* **Task goal**: Can you write out every line of the material below again, search phrases and all, with -107 added to each number in the [x,y] point coordinates, and leave the picture out?

--- Source data ---

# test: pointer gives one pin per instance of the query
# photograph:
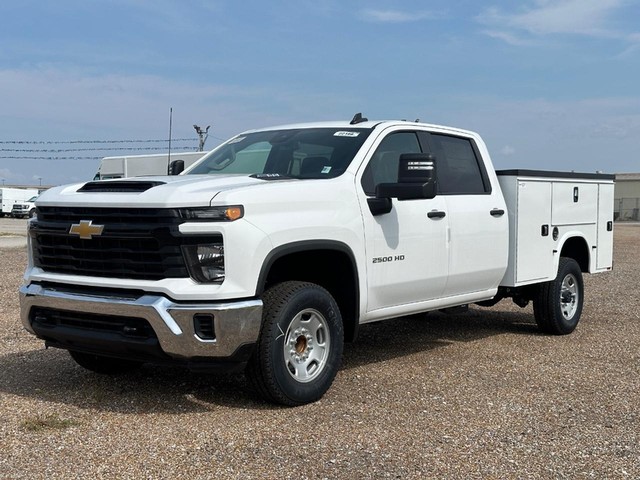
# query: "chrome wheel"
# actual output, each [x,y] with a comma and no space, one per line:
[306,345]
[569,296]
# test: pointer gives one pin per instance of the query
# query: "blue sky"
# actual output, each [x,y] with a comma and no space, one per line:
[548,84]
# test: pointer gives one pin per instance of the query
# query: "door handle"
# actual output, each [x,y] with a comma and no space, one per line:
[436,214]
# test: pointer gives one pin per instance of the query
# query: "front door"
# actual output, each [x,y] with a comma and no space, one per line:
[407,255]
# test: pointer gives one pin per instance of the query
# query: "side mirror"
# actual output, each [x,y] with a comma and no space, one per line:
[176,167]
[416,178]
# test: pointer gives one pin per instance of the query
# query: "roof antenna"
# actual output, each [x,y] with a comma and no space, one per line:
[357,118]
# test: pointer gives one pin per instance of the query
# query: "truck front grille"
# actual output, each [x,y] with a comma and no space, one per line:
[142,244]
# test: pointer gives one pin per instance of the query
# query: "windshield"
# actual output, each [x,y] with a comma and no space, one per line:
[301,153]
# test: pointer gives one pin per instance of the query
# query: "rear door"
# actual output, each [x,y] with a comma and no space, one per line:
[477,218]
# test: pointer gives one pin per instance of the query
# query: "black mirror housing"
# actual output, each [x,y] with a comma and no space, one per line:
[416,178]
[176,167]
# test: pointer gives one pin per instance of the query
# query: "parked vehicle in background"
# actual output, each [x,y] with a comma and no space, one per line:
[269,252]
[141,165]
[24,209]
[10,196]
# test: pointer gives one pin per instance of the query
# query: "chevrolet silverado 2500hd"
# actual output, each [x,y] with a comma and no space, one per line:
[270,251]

---

* **Solution to the exercise**:
# test: pointer gives one pin per instance of the query
# photograph:
# query: "chrome wheel"
# actual output, each [x,y] with a comma and no space, one per line:
[199,238]
[462,189]
# test: pointer gives one pin per instance of the query
# query: "blue sky"
# actual output, each [x,y] with a comma and no space, one per line:
[441,-23]
# test: pointer gives one pin per instance of the query
# query: "door handle"
# actual output, each [x,y] with a comma and no space, one per line:
[329,107]
# test: pointer gives one pin per instance of the query
# query: "front door"
# actual output, each [x,y] with a comma and no space, one per line:
[300,148]
# test: pointer gives one pin per instance of the query
# query: "side mirror"
# actual output, each [x,y] with a comma and no space, one per line:
[69,60]
[309,71]
# test: pointer gives one pin per instance of the query
# query: "roof antenna"
# actual output, each [x,y] with a comma and no space, one per line:
[250,11]
# test: pointer gives one pin per instance of the query
# query: "truck front grille"
# actual output, each [x,y] with a comma and no space, one per line:
[35,137]
# test: pointer gives one pin per instance of the query
# query: "windshield"
# actual output, each [x,y] with a comma and no space, one per line:
[194,46]
# test: pointer gives one pin per instance of the query
# query: "rear door"
# actual output, each [x,y] with a comma and no space, one per line:
[370,111]
# test: pointer gives one pin per instance of the query
# query: "black mirror housing"
# actual output, each [x,y] with a comma and no space, one per line:
[309,71]
[69,60]
# test: pointer gives one pin per instance of the query
# query: "parked vehicle in background"
# actual output, each [x,y] with a comma and no space, one per line:
[162,145]
[34,58]
[-83,102]
[-97,89]
# test: pointer gives one pin per instance of the query
# query: "chevrolet silverado 2500hd"
# actual output, each [x,y] with a comma and no space, one per line:
[163,144]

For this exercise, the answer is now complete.